SUPPLIED MATERIAL: Begin

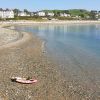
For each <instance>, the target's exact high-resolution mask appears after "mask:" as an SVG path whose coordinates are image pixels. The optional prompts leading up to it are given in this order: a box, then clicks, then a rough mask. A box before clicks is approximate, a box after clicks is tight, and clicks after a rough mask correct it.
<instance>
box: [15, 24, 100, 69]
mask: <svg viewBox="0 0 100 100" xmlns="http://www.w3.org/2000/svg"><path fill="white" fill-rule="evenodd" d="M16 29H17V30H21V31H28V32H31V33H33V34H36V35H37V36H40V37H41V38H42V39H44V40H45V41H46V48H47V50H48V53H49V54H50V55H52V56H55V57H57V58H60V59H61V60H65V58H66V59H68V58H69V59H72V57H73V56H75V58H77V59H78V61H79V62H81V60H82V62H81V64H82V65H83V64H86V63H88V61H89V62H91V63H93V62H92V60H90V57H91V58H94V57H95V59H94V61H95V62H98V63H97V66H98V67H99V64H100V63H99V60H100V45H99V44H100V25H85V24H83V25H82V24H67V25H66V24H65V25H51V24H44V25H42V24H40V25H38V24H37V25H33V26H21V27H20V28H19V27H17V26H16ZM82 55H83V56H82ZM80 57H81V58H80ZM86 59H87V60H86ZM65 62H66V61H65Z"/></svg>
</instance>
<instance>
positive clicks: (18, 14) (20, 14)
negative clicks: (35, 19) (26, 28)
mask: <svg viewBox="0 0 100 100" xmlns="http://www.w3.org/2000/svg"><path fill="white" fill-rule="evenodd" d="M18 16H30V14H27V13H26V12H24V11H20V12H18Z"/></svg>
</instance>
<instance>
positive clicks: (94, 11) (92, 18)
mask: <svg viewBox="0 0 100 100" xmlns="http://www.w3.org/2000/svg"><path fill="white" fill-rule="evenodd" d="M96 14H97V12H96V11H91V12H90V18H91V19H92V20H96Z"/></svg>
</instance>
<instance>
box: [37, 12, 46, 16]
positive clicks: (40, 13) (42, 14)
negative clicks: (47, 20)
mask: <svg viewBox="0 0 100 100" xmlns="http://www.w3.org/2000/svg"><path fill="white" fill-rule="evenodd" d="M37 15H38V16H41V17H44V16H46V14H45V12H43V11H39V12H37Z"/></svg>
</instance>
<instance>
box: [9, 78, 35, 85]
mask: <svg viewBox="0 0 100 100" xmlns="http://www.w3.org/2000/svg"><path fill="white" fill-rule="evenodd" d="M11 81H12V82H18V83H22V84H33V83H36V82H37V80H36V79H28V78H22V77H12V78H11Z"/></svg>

SUPPLIED MATERIAL: End
SUPPLIED MATERIAL: Begin

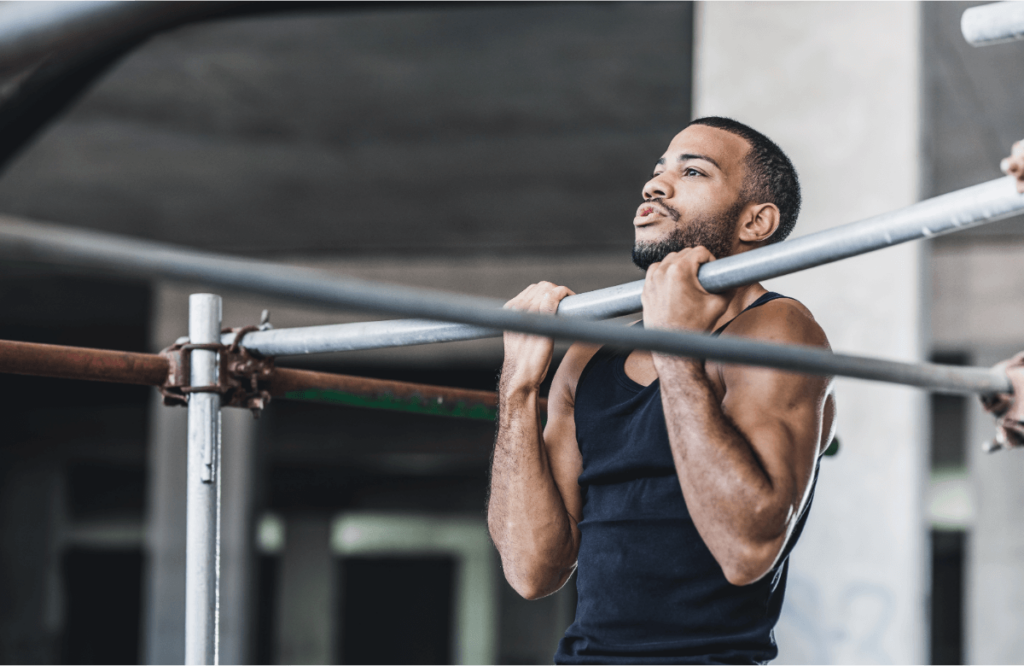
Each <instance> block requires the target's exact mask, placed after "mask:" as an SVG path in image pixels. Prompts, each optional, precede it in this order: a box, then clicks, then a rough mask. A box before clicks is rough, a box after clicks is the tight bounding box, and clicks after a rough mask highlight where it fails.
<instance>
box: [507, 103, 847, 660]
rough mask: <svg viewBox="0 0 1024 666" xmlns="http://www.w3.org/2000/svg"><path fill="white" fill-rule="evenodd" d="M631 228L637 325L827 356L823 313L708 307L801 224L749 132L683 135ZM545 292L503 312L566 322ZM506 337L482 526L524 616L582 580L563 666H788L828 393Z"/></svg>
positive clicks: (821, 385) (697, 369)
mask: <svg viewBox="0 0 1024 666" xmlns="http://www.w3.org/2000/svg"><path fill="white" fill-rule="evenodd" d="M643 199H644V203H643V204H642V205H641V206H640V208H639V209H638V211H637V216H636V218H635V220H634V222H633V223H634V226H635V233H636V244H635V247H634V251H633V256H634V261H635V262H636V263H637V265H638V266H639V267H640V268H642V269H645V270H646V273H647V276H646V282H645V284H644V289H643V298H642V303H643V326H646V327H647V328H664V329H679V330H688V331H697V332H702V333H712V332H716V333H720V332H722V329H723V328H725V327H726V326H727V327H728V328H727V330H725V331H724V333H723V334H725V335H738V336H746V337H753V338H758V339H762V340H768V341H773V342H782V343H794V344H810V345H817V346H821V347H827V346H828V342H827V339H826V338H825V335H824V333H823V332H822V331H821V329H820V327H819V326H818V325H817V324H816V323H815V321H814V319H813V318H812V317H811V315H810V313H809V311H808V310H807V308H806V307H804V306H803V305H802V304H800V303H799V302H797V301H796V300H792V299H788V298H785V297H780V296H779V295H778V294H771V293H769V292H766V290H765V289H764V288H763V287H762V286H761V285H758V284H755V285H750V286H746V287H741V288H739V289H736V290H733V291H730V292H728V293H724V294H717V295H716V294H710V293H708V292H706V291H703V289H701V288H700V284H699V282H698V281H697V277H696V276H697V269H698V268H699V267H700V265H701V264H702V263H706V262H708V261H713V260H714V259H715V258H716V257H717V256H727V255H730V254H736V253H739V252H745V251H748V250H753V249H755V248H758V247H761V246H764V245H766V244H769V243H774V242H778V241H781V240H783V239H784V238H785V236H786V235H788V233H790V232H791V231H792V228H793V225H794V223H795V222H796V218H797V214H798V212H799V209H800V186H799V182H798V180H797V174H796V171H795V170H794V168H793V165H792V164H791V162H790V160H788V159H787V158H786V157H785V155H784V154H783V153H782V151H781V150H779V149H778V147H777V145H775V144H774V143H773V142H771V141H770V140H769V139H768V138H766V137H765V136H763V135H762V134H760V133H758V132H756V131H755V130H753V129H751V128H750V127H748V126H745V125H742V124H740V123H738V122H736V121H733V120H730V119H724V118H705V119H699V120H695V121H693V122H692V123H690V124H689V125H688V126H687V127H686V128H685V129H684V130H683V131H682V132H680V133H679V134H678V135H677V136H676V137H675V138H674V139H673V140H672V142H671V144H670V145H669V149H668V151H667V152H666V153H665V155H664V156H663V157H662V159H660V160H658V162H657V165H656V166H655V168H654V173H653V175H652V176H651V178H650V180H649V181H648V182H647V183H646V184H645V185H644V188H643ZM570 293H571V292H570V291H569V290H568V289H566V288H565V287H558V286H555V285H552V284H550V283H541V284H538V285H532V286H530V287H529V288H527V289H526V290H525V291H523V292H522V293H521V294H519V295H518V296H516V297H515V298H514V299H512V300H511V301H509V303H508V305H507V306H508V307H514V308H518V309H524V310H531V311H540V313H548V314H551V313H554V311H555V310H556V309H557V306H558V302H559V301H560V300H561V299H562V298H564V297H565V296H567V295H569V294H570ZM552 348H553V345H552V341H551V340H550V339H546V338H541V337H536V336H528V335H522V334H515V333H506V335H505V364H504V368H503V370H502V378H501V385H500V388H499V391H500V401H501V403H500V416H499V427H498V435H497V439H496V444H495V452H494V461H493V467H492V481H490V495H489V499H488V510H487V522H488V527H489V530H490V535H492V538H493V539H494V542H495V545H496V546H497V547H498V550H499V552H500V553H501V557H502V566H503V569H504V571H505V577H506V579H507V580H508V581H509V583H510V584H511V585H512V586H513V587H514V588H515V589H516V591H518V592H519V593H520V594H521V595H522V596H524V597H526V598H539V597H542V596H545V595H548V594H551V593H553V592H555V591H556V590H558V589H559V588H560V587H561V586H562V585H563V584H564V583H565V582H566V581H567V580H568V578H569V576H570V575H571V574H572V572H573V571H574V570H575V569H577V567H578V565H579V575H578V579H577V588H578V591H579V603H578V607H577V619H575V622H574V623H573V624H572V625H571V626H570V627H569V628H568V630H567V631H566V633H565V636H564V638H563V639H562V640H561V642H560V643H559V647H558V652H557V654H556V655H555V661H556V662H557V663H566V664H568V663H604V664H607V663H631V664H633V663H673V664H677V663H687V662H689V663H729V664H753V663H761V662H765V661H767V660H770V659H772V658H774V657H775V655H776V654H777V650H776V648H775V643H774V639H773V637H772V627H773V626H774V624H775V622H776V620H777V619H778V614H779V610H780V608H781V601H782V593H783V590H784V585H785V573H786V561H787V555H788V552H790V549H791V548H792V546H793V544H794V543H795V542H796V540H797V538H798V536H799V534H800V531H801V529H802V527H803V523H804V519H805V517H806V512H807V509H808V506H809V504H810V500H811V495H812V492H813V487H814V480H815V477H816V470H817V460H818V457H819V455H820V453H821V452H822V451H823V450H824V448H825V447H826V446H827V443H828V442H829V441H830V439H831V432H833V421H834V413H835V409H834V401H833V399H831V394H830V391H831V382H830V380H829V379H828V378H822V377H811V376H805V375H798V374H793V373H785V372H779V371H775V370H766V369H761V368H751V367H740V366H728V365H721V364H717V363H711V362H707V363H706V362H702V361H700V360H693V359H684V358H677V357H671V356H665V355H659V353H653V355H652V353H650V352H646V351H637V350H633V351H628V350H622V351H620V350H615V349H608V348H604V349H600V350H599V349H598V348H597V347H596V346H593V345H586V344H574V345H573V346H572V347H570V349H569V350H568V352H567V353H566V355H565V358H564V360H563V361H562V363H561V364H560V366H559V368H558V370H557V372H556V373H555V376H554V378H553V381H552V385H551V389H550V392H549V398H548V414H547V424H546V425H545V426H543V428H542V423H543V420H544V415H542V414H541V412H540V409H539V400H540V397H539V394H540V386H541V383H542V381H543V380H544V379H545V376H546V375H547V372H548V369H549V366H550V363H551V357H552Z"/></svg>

SUPPLIED MATERIAL: End

- _GOAL OF THE EXERCISE_
Rewrite everything from the line containing "Each <instance> block" down to the line containing "positive clicks: (821, 385) (697, 369)", changing "rough" to "coarse" and keeping all else the same.

- _RESPONSE BELOW_
Each <instance> block requires the target's exact mask, placed after "mask:" as an SVG path in image pixels. Prompts, each optional, precede it in this order: a box, then clicks, then a coarse mask. A box before clicks is coarse, a box after clicks is the tight bounding box, and clicks after a coarse mask highlight where it fails.
<instance>
box: [507, 103, 847, 660]
coarse mask: <svg viewBox="0 0 1024 666" xmlns="http://www.w3.org/2000/svg"><path fill="white" fill-rule="evenodd" d="M631 228L637 325L827 356L823 313L708 307L801 224L749 132L683 135ZM545 292L503 312L566 322ZM506 337L482 526L524 616L582 580L563 666H788L828 393Z"/></svg>
positive clicks: (821, 385) (697, 369)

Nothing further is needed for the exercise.